» Materials provided:
○ ○ ○
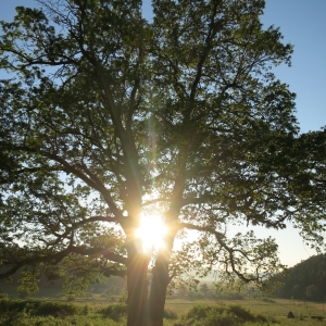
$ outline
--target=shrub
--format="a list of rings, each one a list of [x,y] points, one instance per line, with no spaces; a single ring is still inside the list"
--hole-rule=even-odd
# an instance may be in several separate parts
[[[164,310],[163,317],[166,319],[177,319],[178,315],[173,310],[166,309],[166,310]]]
[[[239,305],[195,305],[183,321],[187,326],[238,326],[247,322],[259,322],[262,325],[267,322],[264,316],[254,315]]]
[[[99,313],[104,317],[113,319],[115,322],[120,321],[127,313],[127,305],[124,303],[111,304],[105,308],[99,309]]]

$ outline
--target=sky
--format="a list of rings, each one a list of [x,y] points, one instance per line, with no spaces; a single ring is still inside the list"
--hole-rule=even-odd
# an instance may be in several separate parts
[[[35,0],[0,0],[0,20],[12,21],[15,7],[37,7]],[[266,0],[261,20],[264,28],[280,27],[284,41],[294,46],[292,65],[279,66],[274,73],[297,93],[297,116],[302,133],[326,125],[326,0]],[[150,0],[143,1],[143,15],[151,16]],[[3,75],[2,75],[3,76]],[[1,78],[1,72],[0,72]],[[315,254],[303,243],[298,230],[258,229],[279,244],[283,263],[292,266]],[[326,235],[325,235],[326,236]]]

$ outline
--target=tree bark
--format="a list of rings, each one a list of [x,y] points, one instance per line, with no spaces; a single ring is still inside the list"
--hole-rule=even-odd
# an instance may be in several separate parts
[[[127,268],[127,326],[147,326],[148,259],[143,254],[135,254],[130,258]]]
[[[170,283],[168,262],[162,256],[158,258],[152,273],[148,326],[163,326],[166,289]]]

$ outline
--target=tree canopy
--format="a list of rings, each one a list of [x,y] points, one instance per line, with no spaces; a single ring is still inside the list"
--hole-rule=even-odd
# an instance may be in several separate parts
[[[38,2],[1,22],[0,277],[126,275],[128,325],[162,325],[190,266],[261,286],[284,267],[251,225],[322,248],[326,135],[300,134],[264,1],[154,0],[152,22],[137,0]],[[145,252],[153,213],[167,233]]]

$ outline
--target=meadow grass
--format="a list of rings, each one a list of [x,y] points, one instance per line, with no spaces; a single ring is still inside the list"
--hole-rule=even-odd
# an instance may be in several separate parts
[[[66,296],[41,300],[4,298],[0,300],[0,326],[126,325],[126,306],[123,303],[108,304],[108,301],[104,304],[100,296],[76,297],[74,302],[68,302]],[[312,317],[326,317],[324,309],[323,303],[281,299],[167,299],[164,326],[317,326],[326,325],[326,318],[318,321]],[[294,319],[287,318],[289,311],[294,314]],[[243,316],[247,319],[241,319]]]

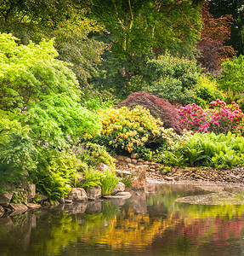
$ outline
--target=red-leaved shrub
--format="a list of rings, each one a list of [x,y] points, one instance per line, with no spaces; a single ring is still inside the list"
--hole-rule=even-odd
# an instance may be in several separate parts
[[[133,109],[138,105],[149,109],[154,118],[163,122],[164,128],[173,128],[178,134],[182,133],[181,118],[175,107],[150,93],[145,91],[133,92],[116,107],[122,108],[124,106]]]

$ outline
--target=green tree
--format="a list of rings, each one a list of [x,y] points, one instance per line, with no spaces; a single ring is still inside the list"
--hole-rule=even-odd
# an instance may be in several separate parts
[[[196,43],[201,27],[201,2],[85,1],[90,17],[105,26],[103,38],[111,45],[111,53],[105,55],[107,61],[92,82],[128,94],[128,83],[140,74],[148,56],[182,42]]]
[[[244,57],[234,57],[233,61],[225,60],[222,64],[223,71],[219,79],[220,88],[232,91],[235,95],[243,93],[244,90]]]
[[[28,171],[56,198],[78,168],[71,148],[85,133],[99,133],[99,122],[82,107],[76,76],[55,58],[52,40],[28,45],[16,40],[0,33],[0,189]]]
[[[69,67],[84,88],[96,72],[105,44],[89,37],[103,30],[86,18],[79,1],[0,0],[0,32],[12,33],[24,44],[55,38],[59,59],[72,63]]]

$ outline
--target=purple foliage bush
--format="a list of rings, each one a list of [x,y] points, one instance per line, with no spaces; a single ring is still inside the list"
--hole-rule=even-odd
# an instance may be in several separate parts
[[[154,118],[159,119],[163,123],[164,128],[173,128],[176,133],[182,134],[184,125],[175,107],[150,93],[133,92],[116,107],[127,107],[133,109],[138,105],[149,109]]]

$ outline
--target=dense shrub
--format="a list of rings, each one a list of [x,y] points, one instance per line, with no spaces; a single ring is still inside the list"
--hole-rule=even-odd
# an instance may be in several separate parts
[[[178,141],[173,151],[162,152],[159,161],[168,166],[231,168],[244,163],[244,138],[227,135],[195,133]]]
[[[51,201],[64,197],[71,189],[76,172],[82,162],[71,152],[60,152],[55,148],[43,148],[37,169],[30,177],[40,193]]]
[[[219,79],[220,88],[224,91],[231,90],[233,95],[242,93],[244,90],[244,56],[234,57],[233,61],[225,60]]]
[[[201,108],[207,108],[209,102],[215,99],[225,100],[225,94],[218,88],[217,81],[211,79],[206,75],[201,75],[198,78],[195,87],[195,102]]]
[[[143,74],[147,83],[145,90],[172,103],[191,103],[195,98],[191,90],[197,84],[200,70],[196,61],[167,52],[148,61]]]
[[[89,167],[96,167],[99,164],[107,165],[111,171],[115,171],[116,166],[113,157],[106,151],[106,148],[96,143],[88,143],[77,148],[77,157],[88,164]]]
[[[211,108],[206,111],[195,103],[180,107],[179,113],[184,127],[193,131],[213,131],[216,134],[232,131],[242,134],[244,114],[238,104],[233,102],[227,106],[224,102],[217,99],[209,105]]]
[[[126,107],[109,108],[99,113],[101,135],[91,139],[116,153],[136,152],[137,147],[149,142],[171,143],[176,136],[173,129],[164,129],[148,109],[138,106],[132,110]]]
[[[0,189],[29,172],[40,192],[55,200],[68,191],[79,162],[70,148],[100,126],[81,106],[78,82],[56,59],[53,40],[16,40],[0,33]]]
[[[178,134],[182,133],[183,126],[180,124],[181,119],[175,107],[150,93],[145,91],[132,93],[117,107],[125,106],[133,109],[139,105],[149,109],[150,113],[155,119],[159,119],[165,128],[173,128]]]

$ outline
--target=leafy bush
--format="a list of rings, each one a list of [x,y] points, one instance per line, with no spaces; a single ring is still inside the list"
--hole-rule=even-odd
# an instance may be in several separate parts
[[[99,117],[101,135],[91,141],[117,152],[136,152],[138,146],[150,141],[171,143],[175,136],[172,130],[164,129],[162,123],[141,106],[132,110],[126,107],[101,110]]]
[[[193,131],[213,131],[216,134],[226,134],[228,131],[242,133],[244,114],[238,104],[233,102],[228,107],[224,102],[217,99],[209,105],[211,109],[207,111],[204,111],[195,103],[180,107],[179,113],[182,116],[184,126]]]
[[[30,177],[37,191],[54,201],[70,191],[75,172],[79,171],[81,165],[81,161],[71,153],[43,148],[37,170],[30,172]]]
[[[11,202],[14,204],[21,204],[25,203],[26,200],[26,195],[21,191],[14,190],[13,196],[11,198]]]
[[[101,178],[102,195],[111,194],[118,181],[119,178],[114,172],[105,172],[105,176]]]
[[[107,165],[113,172],[116,169],[113,157],[106,151],[106,148],[96,143],[88,143],[76,150],[77,157],[90,167],[96,167],[99,164]]]
[[[104,172],[92,169],[85,172],[84,181],[81,184],[81,188],[88,189],[89,188],[94,188],[98,185],[100,186],[101,178],[104,177]]]
[[[66,93],[43,96],[22,111],[20,120],[31,127],[31,135],[40,143],[64,148],[78,141],[85,132],[98,133],[96,114],[73,101]]]
[[[160,160],[169,166],[231,168],[244,163],[243,143],[243,137],[230,132],[195,133],[186,140],[179,141],[174,151],[162,152]]]
[[[99,122],[81,106],[78,82],[56,59],[53,40],[16,40],[0,33],[0,183],[18,181],[28,171],[54,201],[69,190],[79,168],[70,148],[85,132],[97,134]]]
[[[148,84],[145,90],[172,103],[191,103],[195,98],[191,90],[197,84],[200,71],[196,61],[167,52],[156,60],[148,61],[144,72]]]
[[[29,137],[30,128],[0,113],[0,191],[18,183],[37,166],[38,150]],[[26,174],[25,174],[26,173]]]
[[[149,109],[150,113],[155,119],[159,119],[165,128],[173,128],[178,134],[182,133],[183,126],[180,124],[181,119],[175,107],[152,94],[145,91],[132,93],[117,107],[121,108],[124,106],[133,109],[138,105]]]
[[[197,84],[195,86],[195,102],[201,108],[208,107],[209,102],[215,99],[224,101],[226,96],[218,90],[216,80],[210,79],[205,75],[201,75],[198,78]]]
[[[223,64],[223,70],[219,79],[220,88],[228,92],[231,90],[233,95],[242,93],[244,90],[244,56],[240,55],[234,56],[233,61],[226,59]]]
[[[188,104],[193,102],[196,98],[192,90],[184,89],[180,81],[171,77],[160,79],[146,90],[171,103]]]

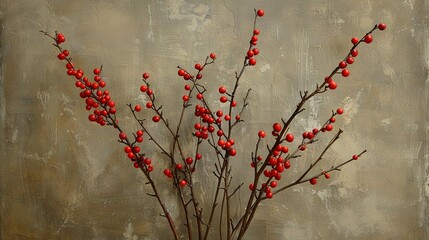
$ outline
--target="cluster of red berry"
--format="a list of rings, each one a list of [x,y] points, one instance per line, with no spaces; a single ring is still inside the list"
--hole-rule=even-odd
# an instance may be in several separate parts
[[[377,25],[377,28],[380,29],[381,31],[386,29],[386,24],[384,23],[380,23]],[[361,42],[365,42],[367,44],[372,42],[372,35],[371,34],[365,34],[365,36],[361,39],[357,38],[357,37],[353,37],[351,39],[351,42],[353,44],[353,47],[350,49],[349,54],[346,56],[346,58],[344,60],[342,60],[340,63],[338,63],[338,67],[335,69],[335,71],[333,72],[333,74],[339,72],[339,70],[341,69],[341,75],[343,77],[348,77],[350,76],[350,70],[347,69],[348,65],[351,65],[355,62],[354,58],[358,56],[359,52],[356,49],[357,46],[359,45],[359,43]],[[328,84],[328,88],[331,90],[334,90],[337,88],[337,83],[332,79],[333,74],[331,74],[330,76],[325,77],[325,83]]]

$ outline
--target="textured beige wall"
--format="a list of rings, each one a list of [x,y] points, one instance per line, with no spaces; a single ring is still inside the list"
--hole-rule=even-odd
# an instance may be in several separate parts
[[[329,181],[300,185],[267,201],[246,239],[427,239],[425,0],[1,1],[1,239],[170,239],[160,208],[125,159],[116,132],[87,121],[77,90],[39,30],[63,32],[74,61],[86,71],[104,65],[131,131],[136,125],[125,104],[141,100],[143,71],[152,74],[169,116],[183,94],[177,65],[191,67],[213,51],[219,59],[204,81],[212,87],[231,83],[253,8],[264,8],[266,16],[259,24],[261,56],[242,84],[243,91],[254,90],[234,166],[236,179],[246,182],[258,129],[269,130],[290,114],[298,91],[332,70],[351,37],[380,21],[388,30],[360,47],[351,76],[311,101],[293,126],[296,132],[319,126],[331,109],[344,106],[347,113],[337,126],[346,132],[328,164],[361,149],[368,153]],[[159,137],[164,133],[159,128]],[[156,169],[163,169],[161,155],[147,151]],[[312,156],[304,155],[298,169]],[[210,175],[212,164],[207,160],[201,172]],[[201,185],[213,177],[201,174],[197,180],[206,204],[213,189]],[[240,199],[247,193],[242,190]],[[235,204],[244,207],[242,201]],[[177,212],[172,198],[168,206]]]

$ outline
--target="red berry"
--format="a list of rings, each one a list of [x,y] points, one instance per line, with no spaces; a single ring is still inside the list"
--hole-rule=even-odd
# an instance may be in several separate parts
[[[179,74],[179,76],[183,77],[186,74],[186,71],[183,69],[180,69],[179,71],[177,71],[177,74]]]
[[[270,186],[271,186],[272,188],[277,187],[277,182],[276,182],[276,181],[272,181],[272,182],[270,182]]]
[[[60,59],[60,60],[64,60],[65,58],[66,58],[66,55],[64,55],[64,53],[60,53],[60,54],[58,54],[58,59]]]
[[[330,83],[332,82],[332,78],[331,77],[325,77],[325,83]]]
[[[186,182],[186,180],[181,180],[179,182],[179,185],[182,186],[182,187],[186,186],[186,184],[188,184],[188,182]]]
[[[136,134],[137,134],[138,137],[141,137],[141,136],[143,136],[143,131],[142,130],[138,130],[136,132]]]
[[[250,59],[249,59],[249,65],[250,65],[250,66],[255,66],[255,65],[256,65],[256,59],[254,59],[254,58],[250,58]]]
[[[159,117],[159,116],[153,116],[152,117],[152,121],[154,121],[154,122],[159,122],[159,120],[161,120],[161,117]]]
[[[282,130],[282,126],[280,125],[280,123],[274,123],[273,130],[276,132],[280,132]]]
[[[366,42],[366,43],[371,43],[371,42],[372,42],[372,36],[371,36],[371,35],[369,35],[369,34],[368,34],[368,35],[366,35],[366,36],[365,36],[365,42]]]
[[[331,124],[326,125],[325,127],[326,131],[330,132],[332,131],[332,129],[334,129],[334,127]]]
[[[257,49],[257,48],[254,48],[252,51],[253,51],[253,54],[255,54],[255,55],[259,54],[259,49]]]
[[[334,90],[337,88],[337,83],[334,81],[331,81],[328,83],[328,87],[329,87],[329,89]]]
[[[235,156],[235,155],[237,155],[237,151],[235,149],[230,149],[229,150],[229,155]]]
[[[197,63],[197,64],[195,64],[195,69],[201,71],[201,70],[203,70],[203,66],[201,66],[201,64]]]
[[[149,73],[143,73],[143,79],[148,79],[149,78]]]
[[[186,161],[187,164],[190,165],[190,164],[192,164],[194,162],[194,159],[192,159],[191,157],[188,157],[188,158],[185,159],[185,161]]]
[[[294,139],[295,137],[291,133],[286,134],[286,141],[293,142]]]
[[[146,85],[141,85],[141,86],[140,86],[140,91],[141,91],[141,92],[146,92],[146,91],[147,91],[147,87],[146,87]]]
[[[127,138],[127,134],[125,134],[124,132],[119,133],[119,139],[124,140]]]
[[[224,93],[226,93],[226,87],[220,87],[219,88],[219,93],[222,93],[222,94],[224,94]]]

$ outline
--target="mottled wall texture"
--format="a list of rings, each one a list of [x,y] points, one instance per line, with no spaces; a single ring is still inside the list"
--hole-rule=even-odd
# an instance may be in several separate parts
[[[428,239],[428,5],[427,0],[2,0],[1,239],[171,239],[161,209],[146,195],[145,179],[116,141],[117,132],[87,120],[79,91],[39,30],[64,33],[75,64],[87,72],[103,65],[121,122],[131,132],[137,124],[126,103],[145,100],[139,92],[143,71],[151,73],[174,124],[184,93],[178,65],[191,68],[216,52],[216,64],[203,80],[213,89],[206,98],[218,99],[221,84],[231,86],[248,46],[254,8],[266,12],[258,23],[261,53],[239,91],[242,96],[253,89],[245,122],[237,128],[233,166],[234,184],[245,186],[257,131],[270,131],[273,122],[289,116],[299,90],[314,88],[332,71],[351,37],[379,22],[388,28],[360,46],[350,77],[338,77],[337,90],[308,102],[291,129],[299,134],[318,127],[343,106],[346,113],[335,127],[345,132],[322,165],[363,149],[368,153],[329,180],[264,202],[246,239]],[[150,124],[167,143],[165,129]],[[186,118],[184,133],[192,124]],[[185,135],[188,151],[193,140]],[[311,147],[315,151],[294,162],[283,183],[306,168],[328,140],[322,138]],[[162,155],[149,142],[144,148],[154,159],[155,175],[167,184]],[[196,188],[207,208],[215,160],[206,154],[204,159]],[[179,219],[171,187],[161,193]],[[237,211],[247,194],[247,187],[239,191]]]

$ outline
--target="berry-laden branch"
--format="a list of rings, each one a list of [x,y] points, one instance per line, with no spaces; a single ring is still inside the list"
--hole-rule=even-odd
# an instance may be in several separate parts
[[[220,86],[217,89],[218,93],[221,94],[219,100],[222,103],[222,107],[225,108],[225,113],[222,109],[213,108],[211,105],[212,100],[205,97],[208,96],[207,93],[211,89],[205,87],[200,81],[203,78],[205,67],[215,62],[217,57],[214,53],[207,56],[203,63],[195,64],[194,74],[183,67],[178,67],[177,74],[184,79],[186,92],[181,97],[181,108],[176,117],[177,121],[175,121],[177,126],[172,126],[163,114],[162,105],[159,105],[148,80],[149,74],[143,73],[143,85],[140,86],[140,91],[148,96],[148,101],[143,104],[148,111],[152,112],[151,120],[154,123],[161,124],[167,130],[167,135],[171,138],[169,145],[155,138],[157,136],[146,125],[146,120],[140,117],[140,112],[143,108],[139,104],[127,104],[134,119],[140,126],[140,129],[130,137],[127,136],[116,116],[116,103],[111,99],[110,92],[105,90],[107,84],[100,75],[102,67],[93,70],[93,81],[90,80],[83,70],[74,67],[72,58],[69,56],[70,52],[63,49],[64,35],[57,32],[55,32],[55,35],[50,35],[45,31],[41,31],[54,41],[53,45],[59,51],[57,58],[66,62],[67,74],[75,79],[75,86],[80,89],[80,97],[84,99],[86,109],[91,111],[88,119],[101,126],[112,126],[119,131],[119,143],[124,144],[124,152],[133,163],[133,166],[140,169],[147,178],[147,183],[152,191],[148,195],[155,197],[159,203],[162,215],[166,217],[174,239],[180,239],[181,236],[187,236],[188,239],[196,237],[199,240],[214,238],[243,239],[262,201],[269,200],[280,192],[302,183],[309,182],[311,185],[315,185],[322,176],[329,179],[331,172],[340,171],[344,165],[357,160],[366,152],[364,150],[338,165],[332,165],[330,168],[322,167],[325,170],[312,173],[316,171],[316,166],[322,165],[324,162],[322,160],[327,151],[340,139],[340,135],[343,132],[340,129],[323,148],[318,157],[309,163],[306,169],[297,169],[295,171],[298,172],[296,180],[288,184],[282,184],[280,181],[282,173],[291,168],[293,160],[301,158],[300,152],[312,149],[312,144],[317,144],[319,138],[325,136],[323,133],[331,132],[334,129],[336,117],[343,114],[344,110],[338,108],[336,111],[332,111],[322,126],[303,132],[302,139],[294,147],[289,145],[296,138],[290,130],[292,122],[305,110],[304,105],[309,99],[337,88],[337,83],[334,81],[337,75],[342,77],[350,75],[349,66],[354,63],[355,58],[358,56],[357,47],[361,43],[371,43],[373,41],[372,34],[375,30],[386,29],[386,25],[383,23],[375,25],[360,39],[352,38],[353,46],[330,74],[320,84],[316,84],[312,91],[300,91],[300,100],[292,114],[288,118],[282,118],[280,119],[281,121],[272,125],[272,138],[268,138],[267,134],[262,130],[258,132],[258,138],[254,145],[255,149],[250,155],[250,166],[253,168],[250,171],[253,176],[253,180],[249,184],[250,194],[242,213],[236,214],[238,216],[233,216],[231,199],[236,196],[244,184],[243,182],[238,183],[236,186],[232,184],[234,171],[231,167],[231,159],[237,155],[235,145],[237,144],[236,141],[240,140],[234,139],[233,130],[244,122],[241,116],[249,105],[250,89],[247,90],[242,98],[243,102],[240,106],[236,101],[236,99],[239,99],[237,92],[245,70],[248,67],[255,66],[257,63],[256,56],[260,52],[255,46],[258,44],[261,31],[256,28],[256,24],[257,20],[263,17],[264,14],[265,12],[261,9],[254,10],[252,36],[249,40],[243,64],[240,70],[235,73],[233,85],[230,87]],[[195,105],[193,111],[195,118],[191,123],[185,122],[186,110],[193,105]],[[239,107],[237,108],[237,106]],[[184,125],[191,125],[193,127],[192,133],[183,130]],[[160,195],[159,188],[164,186],[155,181],[151,175],[154,171],[154,164],[158,161],[152,161],[142,151],[143,135],[147,135],[149,142],[154,144],[168,163],[168,167],[164,168],[163,174],[168,179],[171,179],[171,184],[177,193],[176,197],[181,205],[180,214],[183,214],[181,224],[186,227],[186,230],[176,227],[176,223],[165,205],[164,198]],[[196,139],[194,148],[193,150],[185,151],[185,148],[182,147],[182,142],[192,137]],[[268,142],[266,149],[262,144],[263,140]],[[211,151],[207,152],[207,154],[211,154],[210,157],[216,161],[212,166],[213,170],[210,171],[216,177],[216,181],[214,183],[213,198],[210,200],[211,205],[209,205],[207,213],[200,206],[201,197],[198,196],[194,188],[196,184],[200,184],[194,180],[194,174],[200,165],[198,163],[203,160],[203,152],[201,151],[204,149],[202,145],[205,143],[208,144],[208,150]],[[293,149],[293,151],[289,152],[289,148]],[[201,187],[208,189],[208,186]],[[177,216],[178,219],[180,217]],[[218,231],[213,231],[213,225],[216,220],[219,223]]]

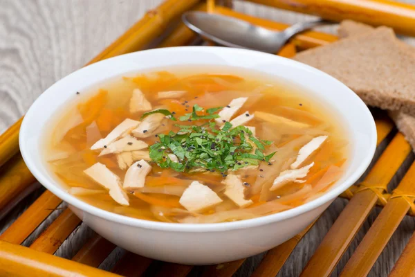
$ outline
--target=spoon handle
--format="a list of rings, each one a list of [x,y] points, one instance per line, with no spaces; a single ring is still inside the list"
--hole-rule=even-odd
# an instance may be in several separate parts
○ ○ ○
» The request: Pick out every line of the records that contains the string "berry" and copy each one. Matching is case-sensitive.

» Finished answer:
--target="cluster of red berry"
--target="red berry"
--target="berry-laden branch"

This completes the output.